──────── Reading passage ────────

FIRST AMENDMENT TO EMPLOYMENT AGREEMENT

EX-10.2 2 a12-15748_1ex10d2.htm EX-10.2

Exhibit 10.2

 

FIRST AMENDMENT TO EMPLOYMENT AGREEMENT

 

THIS FIRST AMENDMENT TO EMPLOYMENT AGREEMENT (“Amendment”) is entered into by and among Transocean Ltd., a Swiss corporation, Transocean Offshore Deepwater Drilling Inc. (“TODDI”) and Transocean Management Ltd. (collectively, the “Company”) and Gregory L. Cauthen (“Executive”), effective as of June 30, 2012.

 

WHEREAS, TODDI currently employs the Executive as its Executive Vice President and Chief Financial Officer pursuant to that certain Employment Agreement between the Company and Executive effective January 9, 2012 (the “Employment Agreement”); and

 

WHEREAS, the Company and Executive wish to extend the Employment Term (as defined therein) of the Employment Agreement and agree to additional consideration in connection with such extension; and

 

WHEREAS, pursuant to Section 15 of the Employment Agreement, the Employment Agreement may be amended or modified by an instrument in writing signed by the parties thereto;

 

NOW, THEREFORE, for good and valuable consideration, the receipt and sufficiency of which are hereby acknowledged, and intending to be legally bound, the Executive and the Company agree that the Employment Agreement is hereby amended, effective as of June 30, 2012, as follows:

 

1.                                      Pursuant to Section 1(c) of the Employment Agreement, the Company and the Executive hereby mutually agree to extend the Employment Term to December 31, 2012.

──────── Material shown ────────

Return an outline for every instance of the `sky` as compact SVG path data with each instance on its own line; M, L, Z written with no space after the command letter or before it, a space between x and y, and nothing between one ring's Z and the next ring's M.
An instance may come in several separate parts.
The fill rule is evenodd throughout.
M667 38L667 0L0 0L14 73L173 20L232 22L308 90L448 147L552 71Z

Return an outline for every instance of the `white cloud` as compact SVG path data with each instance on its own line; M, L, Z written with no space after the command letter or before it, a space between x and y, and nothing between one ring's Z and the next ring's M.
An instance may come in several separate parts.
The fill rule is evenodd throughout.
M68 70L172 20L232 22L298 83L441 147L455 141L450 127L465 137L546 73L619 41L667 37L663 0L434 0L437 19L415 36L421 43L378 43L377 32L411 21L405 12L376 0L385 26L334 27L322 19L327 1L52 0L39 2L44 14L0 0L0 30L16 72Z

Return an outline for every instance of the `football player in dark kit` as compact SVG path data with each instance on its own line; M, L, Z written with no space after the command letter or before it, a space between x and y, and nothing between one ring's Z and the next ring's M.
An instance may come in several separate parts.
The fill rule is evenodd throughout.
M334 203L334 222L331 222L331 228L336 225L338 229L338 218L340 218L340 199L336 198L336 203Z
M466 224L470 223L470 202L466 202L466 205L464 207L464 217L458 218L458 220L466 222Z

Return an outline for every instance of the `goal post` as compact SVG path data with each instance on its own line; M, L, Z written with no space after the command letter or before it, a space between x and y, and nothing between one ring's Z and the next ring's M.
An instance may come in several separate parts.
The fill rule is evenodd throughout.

────────

To do :: Can you return, copied word for word, the part of the employment amendment that opens with the words containing "WHEREAS, pursuant to" and closes with "to December 31, 2012."? Rely on the employment amendment alone, not on the material.

Reply to the task ::
WHEREAS, pursuant to Section 15 of the Employment Agreement, the Employment Agreement may be amended or modified by an instrument in writing signed by the parties thereto;

 

NOW, THEREFORE, for good and valuable consideration, the receipt and sufficiency of which are hereby acknowledged, and intending to be legally bound, the Executive and the Company agree that the Employment Agreement is hereby amended, effective as of June 30, 2012, as follows:

 

1.                                      Pursuant to Section 1(c) of the Employment Agreement, the Company and the Executive hereby mutually agree to extend the Employment Term to December 31, 2012.